Instructions for the task:
Look through the records, and wherever the string "then" turns up, copy out that line.

Input:

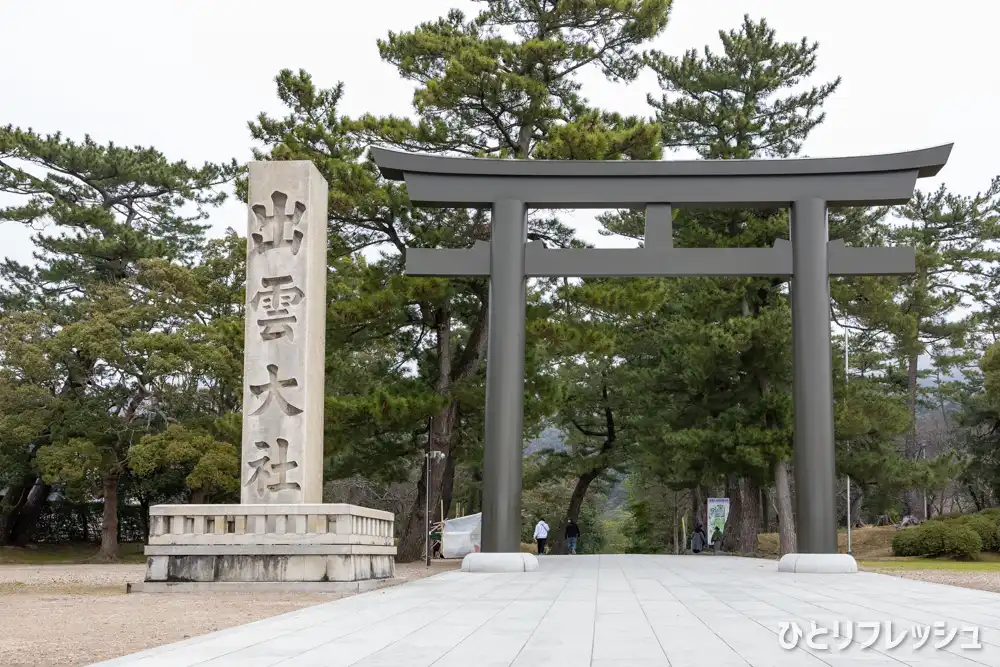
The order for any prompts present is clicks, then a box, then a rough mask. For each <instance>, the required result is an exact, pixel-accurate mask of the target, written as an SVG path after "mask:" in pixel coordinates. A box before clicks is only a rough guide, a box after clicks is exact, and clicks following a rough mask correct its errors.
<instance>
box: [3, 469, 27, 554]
mask: <svg viewBox="0 0 1000 667" xmlns="http://www.w3.org/2000/svg"><path fill="white" fill-rule="evenodd" d="M34 484H35V478H34V476H32V477H27V478H22V479H21V482H20V483H19V484H14V485H11V487H10V488H8V489H7V494H6V495H5V496H4V497H3V504H2V505H0V545H8V544H12V543H13V535H14V532H15V530H16V527H17V520H18V517H20V516H21V511H22V510H23V509H24V504H25V503H26V502H28V494H29V493H30V492H31V489H32V487H33V486H34Z"/></svg>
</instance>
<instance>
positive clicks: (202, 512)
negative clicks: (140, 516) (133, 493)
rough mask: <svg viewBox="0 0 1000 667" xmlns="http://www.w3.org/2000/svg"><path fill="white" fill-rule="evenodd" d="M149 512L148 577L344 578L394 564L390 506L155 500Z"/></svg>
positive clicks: (325, 579) (280, 579)
mask: <svg viewBox="0 0 1000 667" xmlns="http://www.w3.org/2000/svg"><path fill="white" fill-rule="evenodd" d="M150 517H151V519H152V521H151V524H152V525H151V530H150V532H151V535H150V538H149V545H148V546H147V547H146V556H147V557H148V559H147V565H146V582H147V583H167V582H169V583H178V582H185V583H202V584H204V583H222V582H225V583H234V582H242V583H251V582H252V583H261V584H275V583H279V582H280V583H303V582H330V583H334V582H341V583H343V582H361V581H371V580H384V579H391V578H392V577H393V574H394V572H395V556H396V547H395V546H394V545H393V515H392V514H391V513H389V512H381V511H378V510H371V509H366V508H364V507H357V506H355V505H342V504H296V505H156V506H154V507H152V508H150ZM144 590H153V587H150V586H147V587H146V588H145V589H144Z"/></svg>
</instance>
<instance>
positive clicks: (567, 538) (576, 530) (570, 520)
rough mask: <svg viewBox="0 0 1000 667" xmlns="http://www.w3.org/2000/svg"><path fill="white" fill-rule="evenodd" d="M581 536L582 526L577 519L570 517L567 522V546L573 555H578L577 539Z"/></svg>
mask: <svg viewBox="0 0 1000 667" xmlns="http://www.w3.org/2000/svg"><path fill="white" fill-rule="evenodd" d="M579 538H580V527H579V526H577V525H576V521H573V519H570V520H568V521H567V522H566V548H567V549H569V552H570V553H571V554H572V555H574V556H575V555H576V541H577V540H578V539H579Z"/></svg>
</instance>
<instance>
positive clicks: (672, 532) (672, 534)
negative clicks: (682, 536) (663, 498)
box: [670, 491, 680, 554]
mask: <svg viewBox="0 0 1000 667" xmlns="http://www.w3.org/2000/svg"><path fill="white" fill-rule="evenodd" d="M678 504H679V501H678V500H677V492H676V491H674V502H673V517H672V518H671V520H670V532H671V534H672V535H673V538H674V553H675V554H679V553H680V543H679V542H678V541H677V531H678V530H679V528H678V526H677V505H678Z"/></svg>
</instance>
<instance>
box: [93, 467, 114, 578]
mask: <svg viewBox="0 0 1000 667" xmlns="http://www.w3.org/2000/svg"><path fill="white" fill-rule="evenodd" d="M98 558H99V559H100V560H102V561H104V562H106V563H110V562H113V561H116V560H118V475H117V474H114V473H108V474H106V475H105V476H104V515H103V516H102V518H101V551H100V553H99V554H98Z"/></svg>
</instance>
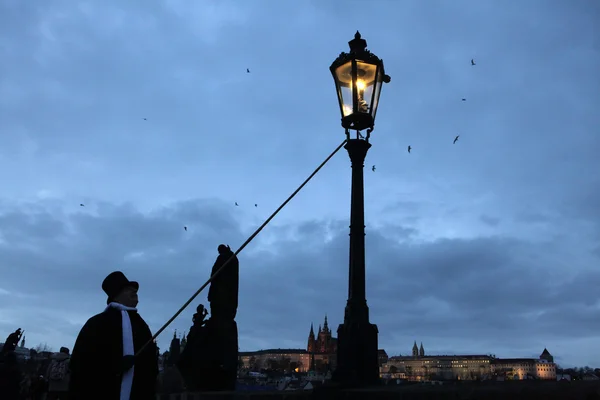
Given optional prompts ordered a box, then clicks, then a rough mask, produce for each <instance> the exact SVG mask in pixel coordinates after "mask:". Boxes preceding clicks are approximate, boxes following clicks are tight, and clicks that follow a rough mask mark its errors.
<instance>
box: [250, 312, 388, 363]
mask: <svg viewBox="0 0 600 400" xmlns="http://www.w3.org/2000/svg"><path fill="white" fill-rule="evenodd" d="M387 358H388V356H387V353H386V352H385V350H379V360H380V362H381V363H385V362H387ZM239 359H240V366H241V368H244V369H248V370H250V371H260V370H262V369H270V368H275V367H278V369H283V370H288V371H296V372H308V371H316V372H319V373H323V374H325V373H327V372H328V371H333V370H335V368H336V366H337V338H335V337H333V333H332V331H331V329H330V328H329V323H328V321H327V316H325V321H324V322H323V325H322V326H321V325H319V329H318V331H317V333H316V334H315V330H314V325H313V324H311V325H310V331H309V333H308V341H307V344H306V350H305V349H267V350H259V351H246V352H240V353H239Z"/></svg>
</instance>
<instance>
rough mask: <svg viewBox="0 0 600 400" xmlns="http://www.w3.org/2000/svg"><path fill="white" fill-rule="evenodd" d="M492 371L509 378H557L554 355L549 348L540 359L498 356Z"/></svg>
mask: <svg viewBox="0 0 600 400" xmlns="http://www.w3.org/2000/svg"><path fill="white" fill-rule="evenodd" d="M491 372H492V374H493V375H495V376H504V377H506V378H508V379H518V380H523V379H542V380H556V364H554V357H553V356H552V355H551V354H550V352H549V351H548V350H547V349H544V351H543V352H542V354H541V355H540V358H539V359H535V358H497V359H495V360H494V361H493V362H492V363H491Z"/></svg>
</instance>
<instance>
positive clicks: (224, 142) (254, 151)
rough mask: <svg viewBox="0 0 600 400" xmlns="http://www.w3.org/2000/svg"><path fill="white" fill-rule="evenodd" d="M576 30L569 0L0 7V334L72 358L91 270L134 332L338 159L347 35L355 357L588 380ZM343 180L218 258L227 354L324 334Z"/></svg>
mask: <svg viewBox="0 0 600 400" xmlns="http://www.w3.org/2000/svg"><path fill="white" fill-rule="evenodd" d="M450 3H452V4H450ZM599 20H600V4H598V2H597V1H594V0H580V1H571V2H567V1H552V0H538V1H536V0H529V1H519V2H517V1H484V0H481V1H479V0H478V1H468V2H467V1H455V2H449V1H434V0H430V1H417V0H415V1H409V0H406V1H392V0H388V1H385V0H380V1H378V2H373V4H371V5H370V6H369V5H368V4H365V3H364V2H358V1H344V2H342V1H341V0H338V1H334V0H318V1H317V0H314V1H312V0H305V1H295V2H292V1H289V2H287V1H286V2H283V1H276V0H264V1H262V0H253V1H241V0H240V1H225V0H219V1H209V0H206V1H193V0H189V1H184V0H164V1H159V0H151V1H148V0H145V1H142V0H140V1H127V2H123V1H118V0H114V1H112V0H111V1H109V0H105V1H75V0H64V1H59V0H57V1H52V2H49V1H42V0H30V1H21V0H0V59H1V60H2V62H1V63H0V182H1V187H2V191H1V193H0V272H1V274H2V275H1V276H2V278H1V279H0V333H1V335H2V339H4V338H5V337H6V335H7V334H8V333H9V332H10V331H11V330H14V329H15V328H17V327H22V328H24V329H25V330H26V338H27V344H28V345H31V346H35V345H36V344H38V343H42V342H47V343H48V344H49V345H50V346H52V347H53V348H54V349H57V348H58V347H60V346H67V347H71V348H72V346H73V343H74V340H75V338H76V335H77V333H78V331H79V329H80V328H81V326H82V325H83V324H84V323H85V321H86V320H87V318H89V317H90V316H92V315H94V314H96V313H97V312H100V311H101V310H102V309H103V308H104V306H105V295H104V293H103V292H102V290H101V288H100V285H101V282H102V280H103V278H104V277H105V276H106V275H107V274H108V273H110V272H111V271H114V270H122V271H124V272H125V273H126V275H127V276H128V277H129V278H130V279H135V280H138V281H139V282H140V285H141V288H140V292H139V294H140V305H139V310H140V313H141V314H142V316H143V317H144V318H145V319H146V321H147V322H148V323H149V325H150V327H151V329H152V331H153V332H155V331H156V330H158V329H159V328H160V326H161V325H162V324H163V323H164V322H166V320H167V319H168V318H169V317H170V316H171V315H172V314H173V313H174V312H175V311H176V310H177V309H178V308H179V307H180V305H181V304H182V303H183V302H184V301H186V300H187V299H188V298H189V296H191V295H192V294H193V293H194V292H195V290H196V289H197V288H198V287H199V286H201V285H202V284H203V283H204V282H205V280H206V279H207V278H208V276H209V273H210V268H211V267H212V264H213V262H214V259H215V257H216V254H217V253H216V247H217V245H218V244H219V243H228V244H230V245H231V247H232V248H237V247H239V246H240V245H241V244H242V243H243V242H244V240H245V239H246V238H247V237H248V236H249V235H250V234H251V233H252V232H253V231H254V229H256V228H257V227H258V226H259V225H260V224H261V223H262V222H263V221H264V220H265V219H266V218H267V217H268V216H269V215H270V214H271V213H272V212H273V211H274V210H275V209H276V208H277V207H278V206H279V204H280V203H281V202H282V201H283V200H285V198H286V197H287V196H288V195H289V194H290V193H291V192H292V191H293V190H294V189H295V188H296V187H297V186H298V185H299V184H300V183H301V182H302V181H303V180H304V179H305V177H306V176H308V174H310V172H312V170H313V169H314V168H315V167H316V166H317V165H318V164H319V163H320V162H321V161H322V160H323V159H324V158H325V157H326V156H327V155H328V154H329V153H330V152H331V151H332V150H333V149H334V148H335V147H336V146H337V145H338V144H339V143H340V142H341V141H342V140H343V138H344V135H343V130H342V128H341V126H340V116H339V107H338V105H337V100H336V95H335V90H334V85H333V80H332V78H331V75H330V72H329V65H330V64H331V62H332V61H333V60H334V59H335V58H336V57H337V55H338V54H339V53H340V52H341V51H346V50H347V49H348V45H347V42H348V40H350V39H352V37H353V35H354V33H355V32H356V30H357V29H359V30H360V32H361V33H362V34H363V37H364V38H365V39H366V40H367V41H368V45H369V48H370V49H371V50H372V51H373V52H375V54H377V55H378V56H380V57H381V58H383V59H384V61H385V66H386V70H387V72H388V73H389V74H390V75H391V77H392V81H391V83H390V84H388V85H386V86H385V87H384V89H383V92H382V96H381V102H380V108H379V112H378V114H377V116H378V119H377V122H376V129H375V131H374V132H373V134H372V137H371V139H372V140H371V142H372V144H373V147H372V149H371V150H370V152H369V154H368V156H367V161H366V164H367V165H366V166H367V167H368V168H369V169H367V170H366V172H365V173H366V178H365V199H366V211H365V212H366V225H367V237H366V240H367V296H368V304H369V306H370V311H371V321H372V322H373V323H376V324H378V326H379V330H380V335H379V342H380V347H381V348H384V349H386V351H387V352H388V354H390V355H394V354H406V353H408V352H410V350H411V347H412V344H413V341H414V340H417V341H418V342H421V341H422V342H423V344H424V346H425V349H426V352H427V353H430V354H431V353H433V354H456V353H459V354H464V353H467V354H481V353H483V354H490V353H492V354H496V355H497V356H499V357H500V356H501V357H531V356H537V355H539V354H540V353H541V351H542V350H543V348H544V347H547V348H548V349H549V350H550V352H551V353H553V354H554V355H555V356H556V358H557V359H558V361H559V363H561V364H562V365H592V366H600V362H598V359H599V358H600V336H599V333H598V332H600V318H599V315H600V299H599V297H598V287H599V285H600V270H599V269H598V266H599V264H600V222H599V221H600V179H599V178H598V171H600V157H598V156H597V153H598V151H599V150H600V137H599V135H598V134H599V132H600V113H598V110H599V107H600V95H599V93H600V74H599V73H598V71H600V28H599V26H598V21H599ZM471 58H474V59H475V61H476V63H477V65H476V66H471V65H470V60H471ZM246 68H249V69H250V71H251V73H249V74H248V73H246ZM461 98H466V99H467V101H466V102H462V101H461ZM145 118H146V120H145ZM456 135H460V139H459V141H458V142H457V143H456V144H455V145H453V144H452V141H453V139H454V137H455V136H456ZM408 145H411V146H412V148H413V150H412V153H411V154H410V155H409V154H408V153H407V151H406V148H407V146H408ZM349 165H350V163H349V159H348V156H347V154H345V152H344V151H342V152H339V153H338V154H337V155H336V156H335V157H334V158H333V159H332V160H331V162H330V163H329V164H328V165H327V166H326V167H325V168H324V169H323V170H322V172H320V173H319V174H318V175H317V176H316V177H315V178H314V179H313V181H311V182H310V184H309V185H307V186H306V188H305V189H304V190H303V191H302V192H301V193H300V194H299V195H298V196H297V197H296V198H295V199H294V200H293V201H292V202H291V203H290V204H289V205H288V206H287V207H286V208H285V209H284V210H283V211H282V212H281V213H280V214H279V215H278V216H277V218H276V219H275V220H274V221H273V222H272V223H271V224H270V225H269V226H268V227H267V228H265V230H264V231H263V232H262V233H261V234H260V235H259V236H258V238H257V239H256V240H255V241H253V242H252V243H251V244H250V245H249V246H248V247H247V249H246V250H244V251H243V252H242V253H241V255H240V265H241V266H240V275H241V276H240V280H241V282H240V307H239V312H238V324H239V331H240V347H241V349H242V350H258V349H264V348H273V347H275V348H277V347H281V348H284V347H292V348H302V347H305V346H306V339H307V335H308V330H309V328H310V324H311V322H314V323H315V327H316V326H317V325H318V324H319V323H322V321H323V318H324V316H325V314H327V315H328V317H329V322H330V326H332V327H333V328H334V330H335V328H336V327H337V325H338V324H339V323H341V322H342V318H343V311H344V306H345V301H346V295H347V277H348V272H347V271H348V270H347V268H348V223H349V207H350V199H349V194H350V167H349ZM371 165H376V166H377V170H376V171H375V172H372V171H371V170H370V167H371ZM234 202H238V204H239V207H235V205H234ZM80 203H83V204H85V207H80ZM255 203H256V204H257V205H258V207H254V204H255ZM184 226H187V227H188V231H187V232H185V231H184V229H183V227H184ZM198 302H203V303H205V304H206V303H207V302H206V293H202V294H201V295H200V296H199V298H198V300H197V301H195V302H194V304H197V303H198ZM194 308H195V307H190V308H189V309H187V310H186V311H184V313H183V314H182V315H181V316H180V317H179V318H178V319H177V320H176V321H175V322H174V323H173V324H172V326H170V327H169V328H168V329H167V330H166V331H165V333H164V334H163V335H162V336H161V337H160V339H159V345H160V347H161V349H162V350H166V349H167V348H168V342H169V341H170V339H171V338H172V336H173V332H174V329H177V330H178V331H183V330H186V329H188V328H189V326H190V325H191V317H192V314H193V312H194V310H193V309H194Z"/></svg>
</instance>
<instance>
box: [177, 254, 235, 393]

Written answer:
The order for any prompts present is clicks, then a box, then a rough mask. For each <instance>, the required result is an exact, pixel-accurate mask of the target, written as an SVG path after "mask:" in pixel coordinates. A box before clicks is only a rough guide, a box after clicks is exact, and clicks following a rough mask correct its errors.
Given optional prompts ordered a box, then clicks, then a rough mask, produce for each <instance> the exact SVG mask in pixel coordinates after "mask:". Boxes preceding clicks are approximate, boxes following clicks are tight, and clicks that follow a rough mask mark its errors.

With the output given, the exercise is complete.